Goal ▸ Copy out every line of the rows below that contains the string "plate", leaving out all other lines.

## START Extracted records

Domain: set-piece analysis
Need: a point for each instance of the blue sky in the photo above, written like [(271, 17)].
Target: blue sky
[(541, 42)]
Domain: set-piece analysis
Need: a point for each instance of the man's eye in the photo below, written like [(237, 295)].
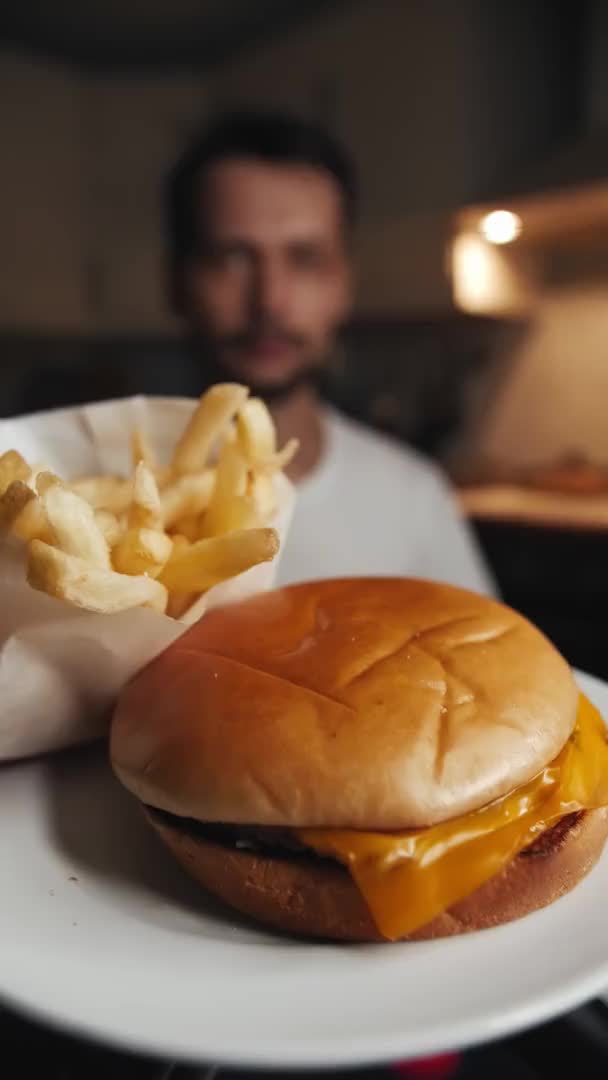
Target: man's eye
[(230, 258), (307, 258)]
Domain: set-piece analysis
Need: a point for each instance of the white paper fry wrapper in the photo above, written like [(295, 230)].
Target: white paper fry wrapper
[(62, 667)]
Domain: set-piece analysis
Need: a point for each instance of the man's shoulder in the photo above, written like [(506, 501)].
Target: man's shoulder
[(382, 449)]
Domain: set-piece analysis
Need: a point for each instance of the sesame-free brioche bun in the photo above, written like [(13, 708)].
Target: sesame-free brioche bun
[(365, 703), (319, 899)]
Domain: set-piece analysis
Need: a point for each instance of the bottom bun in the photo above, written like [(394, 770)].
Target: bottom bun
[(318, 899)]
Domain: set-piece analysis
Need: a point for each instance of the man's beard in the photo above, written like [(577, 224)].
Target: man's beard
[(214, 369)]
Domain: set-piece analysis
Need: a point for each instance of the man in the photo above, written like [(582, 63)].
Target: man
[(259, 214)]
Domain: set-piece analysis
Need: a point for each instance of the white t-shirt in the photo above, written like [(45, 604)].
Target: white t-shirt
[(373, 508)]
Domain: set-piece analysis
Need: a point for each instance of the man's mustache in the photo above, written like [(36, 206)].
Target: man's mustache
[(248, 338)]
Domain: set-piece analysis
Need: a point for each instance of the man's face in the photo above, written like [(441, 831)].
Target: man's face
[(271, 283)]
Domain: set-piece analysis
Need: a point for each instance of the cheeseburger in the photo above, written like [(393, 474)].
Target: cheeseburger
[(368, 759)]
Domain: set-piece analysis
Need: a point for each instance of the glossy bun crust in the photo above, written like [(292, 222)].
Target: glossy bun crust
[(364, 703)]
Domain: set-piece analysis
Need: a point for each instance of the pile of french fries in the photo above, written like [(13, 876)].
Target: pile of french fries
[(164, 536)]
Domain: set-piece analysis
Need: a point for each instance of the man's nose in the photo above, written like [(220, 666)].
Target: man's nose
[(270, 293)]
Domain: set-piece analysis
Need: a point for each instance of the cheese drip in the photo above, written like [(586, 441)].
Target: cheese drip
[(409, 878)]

## END Extracted records
## START Extracted records

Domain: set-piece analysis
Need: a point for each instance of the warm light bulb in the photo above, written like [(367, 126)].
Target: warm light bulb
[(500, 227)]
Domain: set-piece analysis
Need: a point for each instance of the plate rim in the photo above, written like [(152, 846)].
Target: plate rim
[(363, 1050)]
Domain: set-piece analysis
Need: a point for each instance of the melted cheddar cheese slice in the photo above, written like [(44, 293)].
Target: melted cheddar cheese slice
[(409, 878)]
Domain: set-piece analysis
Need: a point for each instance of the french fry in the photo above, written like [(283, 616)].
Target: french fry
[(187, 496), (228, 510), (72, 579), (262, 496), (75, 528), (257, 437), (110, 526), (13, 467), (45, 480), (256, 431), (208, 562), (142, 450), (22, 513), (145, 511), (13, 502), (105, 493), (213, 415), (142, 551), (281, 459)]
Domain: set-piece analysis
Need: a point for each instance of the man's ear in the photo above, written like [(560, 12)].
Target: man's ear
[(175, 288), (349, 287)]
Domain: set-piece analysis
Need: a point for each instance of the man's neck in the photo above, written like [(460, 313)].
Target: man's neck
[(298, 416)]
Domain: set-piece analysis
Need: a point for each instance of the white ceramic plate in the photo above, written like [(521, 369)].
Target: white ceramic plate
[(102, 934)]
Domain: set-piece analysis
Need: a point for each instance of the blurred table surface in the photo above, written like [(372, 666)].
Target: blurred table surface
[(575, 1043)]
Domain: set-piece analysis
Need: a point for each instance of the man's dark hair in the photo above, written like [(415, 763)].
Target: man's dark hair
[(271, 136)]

## END Extracted records

Exercise solution ▸
Need: a point for each instance of the plate rim in the photo above, written like [(152, 846)].
Target: plate rim
Need: a point for each instance of the white ceramic plate in the photo above, written like [(521, 369)].
Target: white ceramic plate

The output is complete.